Excerpts from location labeling data:
──────────────────────────────

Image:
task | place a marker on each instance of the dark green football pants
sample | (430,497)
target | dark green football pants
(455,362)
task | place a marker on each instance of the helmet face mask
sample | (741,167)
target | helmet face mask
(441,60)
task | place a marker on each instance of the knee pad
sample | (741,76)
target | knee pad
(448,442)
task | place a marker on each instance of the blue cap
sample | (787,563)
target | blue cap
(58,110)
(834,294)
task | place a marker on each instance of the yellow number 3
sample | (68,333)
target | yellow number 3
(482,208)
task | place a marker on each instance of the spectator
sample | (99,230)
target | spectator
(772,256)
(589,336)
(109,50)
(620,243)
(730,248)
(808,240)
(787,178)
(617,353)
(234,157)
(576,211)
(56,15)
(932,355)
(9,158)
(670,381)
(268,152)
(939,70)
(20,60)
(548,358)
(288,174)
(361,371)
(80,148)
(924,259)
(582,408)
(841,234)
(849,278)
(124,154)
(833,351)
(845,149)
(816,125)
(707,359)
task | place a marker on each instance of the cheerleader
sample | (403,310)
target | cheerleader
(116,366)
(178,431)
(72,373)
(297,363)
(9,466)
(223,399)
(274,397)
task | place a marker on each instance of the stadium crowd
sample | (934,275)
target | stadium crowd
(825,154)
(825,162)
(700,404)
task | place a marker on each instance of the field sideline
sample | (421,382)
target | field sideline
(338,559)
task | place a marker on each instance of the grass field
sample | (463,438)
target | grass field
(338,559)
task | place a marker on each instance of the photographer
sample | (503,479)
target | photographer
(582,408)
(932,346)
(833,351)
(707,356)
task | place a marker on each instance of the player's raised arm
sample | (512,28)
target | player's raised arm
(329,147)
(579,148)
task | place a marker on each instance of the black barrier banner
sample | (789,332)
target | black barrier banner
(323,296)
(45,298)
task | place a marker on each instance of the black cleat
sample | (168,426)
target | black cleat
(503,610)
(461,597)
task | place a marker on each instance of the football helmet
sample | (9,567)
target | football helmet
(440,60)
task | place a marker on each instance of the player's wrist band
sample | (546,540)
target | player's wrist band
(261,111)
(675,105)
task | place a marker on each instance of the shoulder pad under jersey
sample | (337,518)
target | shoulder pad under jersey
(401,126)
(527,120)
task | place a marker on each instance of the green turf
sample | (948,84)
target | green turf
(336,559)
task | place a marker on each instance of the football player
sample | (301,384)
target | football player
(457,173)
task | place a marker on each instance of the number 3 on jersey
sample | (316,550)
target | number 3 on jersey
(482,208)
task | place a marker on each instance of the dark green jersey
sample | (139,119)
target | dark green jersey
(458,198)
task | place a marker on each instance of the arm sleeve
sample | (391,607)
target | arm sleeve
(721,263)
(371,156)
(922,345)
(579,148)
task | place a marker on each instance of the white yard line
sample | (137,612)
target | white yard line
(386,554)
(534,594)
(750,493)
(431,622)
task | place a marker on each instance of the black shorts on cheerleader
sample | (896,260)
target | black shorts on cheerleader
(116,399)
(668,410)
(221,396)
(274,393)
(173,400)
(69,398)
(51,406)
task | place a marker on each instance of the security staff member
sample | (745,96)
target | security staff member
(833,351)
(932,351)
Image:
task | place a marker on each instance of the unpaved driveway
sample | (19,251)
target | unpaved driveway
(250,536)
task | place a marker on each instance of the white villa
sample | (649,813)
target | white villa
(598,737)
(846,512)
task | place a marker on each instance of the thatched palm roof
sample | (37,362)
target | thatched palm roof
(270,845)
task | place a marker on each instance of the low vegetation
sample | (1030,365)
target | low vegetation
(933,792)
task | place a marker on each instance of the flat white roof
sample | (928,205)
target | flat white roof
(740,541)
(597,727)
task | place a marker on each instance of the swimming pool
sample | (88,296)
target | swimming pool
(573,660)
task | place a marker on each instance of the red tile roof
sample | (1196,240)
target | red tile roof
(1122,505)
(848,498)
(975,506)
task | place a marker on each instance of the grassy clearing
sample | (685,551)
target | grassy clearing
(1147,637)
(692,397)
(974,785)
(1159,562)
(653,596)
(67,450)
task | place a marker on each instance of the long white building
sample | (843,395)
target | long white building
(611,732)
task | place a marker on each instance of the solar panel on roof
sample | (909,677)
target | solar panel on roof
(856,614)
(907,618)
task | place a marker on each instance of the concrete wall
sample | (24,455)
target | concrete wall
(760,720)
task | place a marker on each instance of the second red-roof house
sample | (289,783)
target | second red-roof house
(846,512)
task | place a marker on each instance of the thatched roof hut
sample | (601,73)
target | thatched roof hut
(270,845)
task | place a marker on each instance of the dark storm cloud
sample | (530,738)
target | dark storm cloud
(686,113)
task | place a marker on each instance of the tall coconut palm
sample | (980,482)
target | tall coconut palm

──────────────────────────────

## Exercise requirements
Render the records above as a JSON list of strings with one string per line. Omit any blank lines.

## Solution for this task
[
  "Image:",
  "task | place a marker on each instance of the dark green football pants",
  "sample | (430,497)",
  "target | dark green football pants",
  "(455,362)",
  "task | place a marker on each instance of the helmet face mask",
  "sample | (741,167)",
  "target | helmet face mask",
  "(441,60)",
  "task | place a marker on each instance of the knee pad",
  "sample | (741,76)",
  "target | knee pad",
  "(448,442)",
  "task | place a marker on each instance of the blue cap",
  "sample | (787,563)",
  "target | blue cap",
  "(58,110)",
  "(834,294)",
  "task | place a marker on each instance of the yellow number 3",
  "sample | (68,333)",
  "target | yellow number 3",
  "(482,208)",
  "task | place a marker on each instance of the spectator",
  "sample | (99,230)",
  "target | spectator",
  "(772,256)",
  "(589,336)",
  "(109,50)",
  "(620,243)",
  "(730,248)",
  "(808,240)",
  "(787,178)",
  "(617,353)",
  "(234,157)",
  "(576,211)",
  "(56,15)",
  "(932,355)",
  "(9,158)",
  "(670,381)",
  "(268,152)",
  "(939,70)",
  "(20,60)",
  "(548,358)",
  "(288,174)",
  "(361,371)",
  "(80,148)",
  "(924,259)",
  "(582,408)",
  "(841,234)",
  "(849,278)",
  "(124,154)",
  "(833,351)",
  "(845,149)",
  "(816,125)",
  "(707,359)",
  "task | place a marker on each instance of the cheerleader",
  "sample | (403,310)",
  "target | cheerleader",
  "(116,366)",
  "(178,431)",
  "(72,373)",
  "(297,363)",
  "(9,466)",
  "(223,399)",
  "(274,397)",
  "task | place a marker on each instance of the stadium crowd",
  "sample | (934,275)",
  "target | stadium crowd",
  "(825,154)",
  "(825,162)",
  "(700,404)",
  "task | place a marker on each instance of the field sideline",
  "sample | (421,382)",
  "target | field sideline",
  "(338,559)",
  "task | place a marker on each instance of the grass field",
  "sample | (463,438)",
  "target | grass field",
  "(338,559)",
  "task | place a marker on each instance of the photographer",
  "sample | (503,479)",
  "target | photographer",
  "(582,408)",
  "(932,346)",
  "(833,351)",
  "(707,356)",
  "task | place a marker on each instance of the player's raised arm",
  "sample | (512,28)",
  "target | player's raised arm",
  "(329,147)",
  "(579,148)",
  "task | place a marker on each instance of the black barrier banner",
  "sample | (789,332)",
  "target | black barrier banner",
  "(323,296)",
  "(45,298)",
  "task | place a marker on each instance of the black cleat",
  "sample | (168,426)",
  "target | black cleat",
  "(503,610)",
  "(461,597)",
  "task | place a marker on each instance of the football helmet",
  "sample | (9,567)",
  "target | football helmet",
  "(440,60)",
  "task | place a marker on each instance of the player's wrist band",
  "sample | (546,540)",
  "target | player's wrist band",
  "(261,111)",
  "(675,105)",
  "task | place a marker on each instance of the shoulder pad under jersey",
  "sample | (337,518)",
  "target | shoulder pad under jersey",
  "(401,126)",
  "(527,120)",
  "task | place a marker on each instance of the green turf",
  "sample | (948,84)",
  "target | green turf",
  "(336,559)",
  "task | place a marker on each instance of the football player",
  "sample | (301,384)",
  "target | football player",
  "(457,173)",
  "task | place a marker on each instance of the number 3 on jersey",
  "sample | (316,550)",
  "target | number 3 on jersey",
  "(482,208)",
  "task | place a marker on each instance of the dark green jersey",
  "sample | (139,119)",
  "target | dark green jersey",
  "(458,198)",
  "task | place a marker on each instance of the arm sleeve",
  "sample | (391,607)",
  "target | arm sleeve",
  "(721,263)",
  "(371,156)",
  "(922,345)",
  "(579,148)",
  "task | place a marker on each instance of the white yard line",
  "sample | (137,612)",
  "target | white yard line",
  "(386,554)",
  "(534,594)",
  "(750,493)",
  "(431,622)",
  "task | place a marker on each instance of the black shorts on cheerleader",
  "sample | (896,260)",
  "target | black shorts on cheerleader",
  "(116,399)",
  "(668,410)",
  "(221,396)",
  "(274,393)",
  "(173,400)",
  "(69,398)",
  "(51,406)",
  "task | place a marker on each instance of the security staff member",
  "sample | (745,96)",
  "target | security staff member",
  "(833,351)",
  "(932,351)",
  "Image:",
  "task | place a marker on each instance of the unpaved driveway",
  "sample | (19,251)",
  "target | unpaved driveway",
  "(250,536)",
  "task | place a marker on each instance of the white villa",
  "sample | (649,813)",
  "target | white villa",
  "(598,737)",
  "(846,512)",
  "task | place a marker on each instance of the thatched palm roof",
  "sample | (37,362)",
  "target | thatched palm roof",
  "(270,845)",
  "task | place a marker on each instance of the low vegetation",
  "sample | (1030,365)",
  "target | low vegetation",
  "(933,792)",
  "task | place a marker on each instance of the flat white roof",
  "sample | (928,205)",
  "target | flat white roof",
  "(740,541)",
  "(597,727)",
  "task | place a marker on each instance of the swimming pool",
  "sample | (88,296)",
  "target | swimming pool",
  "(573,660)",
  "task | place a marker on each instance of the red tile roof",
  "sample | (1196,240)",
  "target | red tile roof",
  "(1122,505)",
  "(848,498)",
  "(975,506)",
  "task | place a marker on each instance of the grassy clearing",
  "sample | (685,551)",
  "target | grassy clearing",
  "(1147,637)",
  "(692,397)",
  "(974,785)",
  "(1159,562)",
  "(653,596)",
  "(67,450)",
  "task | place a marker on each instance of the long white building",
  "sample | (843,395)",
  "target | long white building",
  "(611,732)",
  "task | place a marker on each instance of the solar panel on roof",
  "sample | (909,677)",
  "target | solar panel on roof",
  "(856,614)",
  "(907,618)",
  "task | place a marker on each instance of the concrete wall",
  "sample | (24,455)",
  "target | concrete wall",
  "(760,720)",
  "task | place a marker on each instance of the second red-roof house",
  "sample | (289,783)",
  "target | second red-roof house",
  "(846,512)",
  "task | place a marker on each instance of the thatched roof hut",
  "sample | (601,73)",
  "target | thatched roof hut",
  "(270,845)",
  "task | place a marker on each instance of the dark storm cloud",
  "sample | (530,738)",
  "target | dark storm cloud",
  "(686,113)",
  "task | place a marker on each instance of the tall coconut palm",
  "sample | (980,482)",
  "target | tall coconut palm"
]